Entries taken from a collection
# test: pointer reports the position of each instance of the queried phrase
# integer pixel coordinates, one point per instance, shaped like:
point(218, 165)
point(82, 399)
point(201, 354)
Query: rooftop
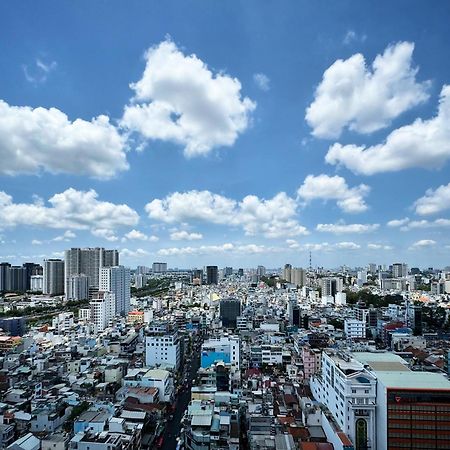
point(391, 370)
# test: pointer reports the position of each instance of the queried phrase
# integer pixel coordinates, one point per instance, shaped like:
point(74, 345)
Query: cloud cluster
point(407, 224)
point(366, 99)
point(424, 243)
point(179, 99)
point(183, 235)
point(40, 139)
point(423, 144)
point(39, 71)
point(434, 201)
point(227, 248)
point(342, 228)
point(325, 187)
point(322, 246)
point(371, 246)
point(71, 209)
point(272, 218)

Task details:
Rewrite all of the rows above, substituting "locator" for "pointer" and keeping everything else unchanged. Leave the pictures out of your answer.

Answer to this problem:
# test: locator reports the position of each instance of the queried phrase
# integer pixel coordinates, one point per instance, shaped like:
point(218, 165)
point(82, 399)
point(201, 354)
Query: rooftop
point(391, 370)
# test: locator reports the position of each instance of the queried phrase
# integer pixel coordinates, one point per instance, shaped like:
point(74, 345)
Query: cloud cluster
point(407, 224)
point(366, 99)
point(424, 243)
point(179, 99)
point(183, 235)
point(40, 139)
point(423, 144)
point(39, 71)
point(434, 201)
point(227, 248)
point(342, 228)
point(325, 187)
point(322, 246)
point(371, 246)
point(71, 209)
point(272, 218)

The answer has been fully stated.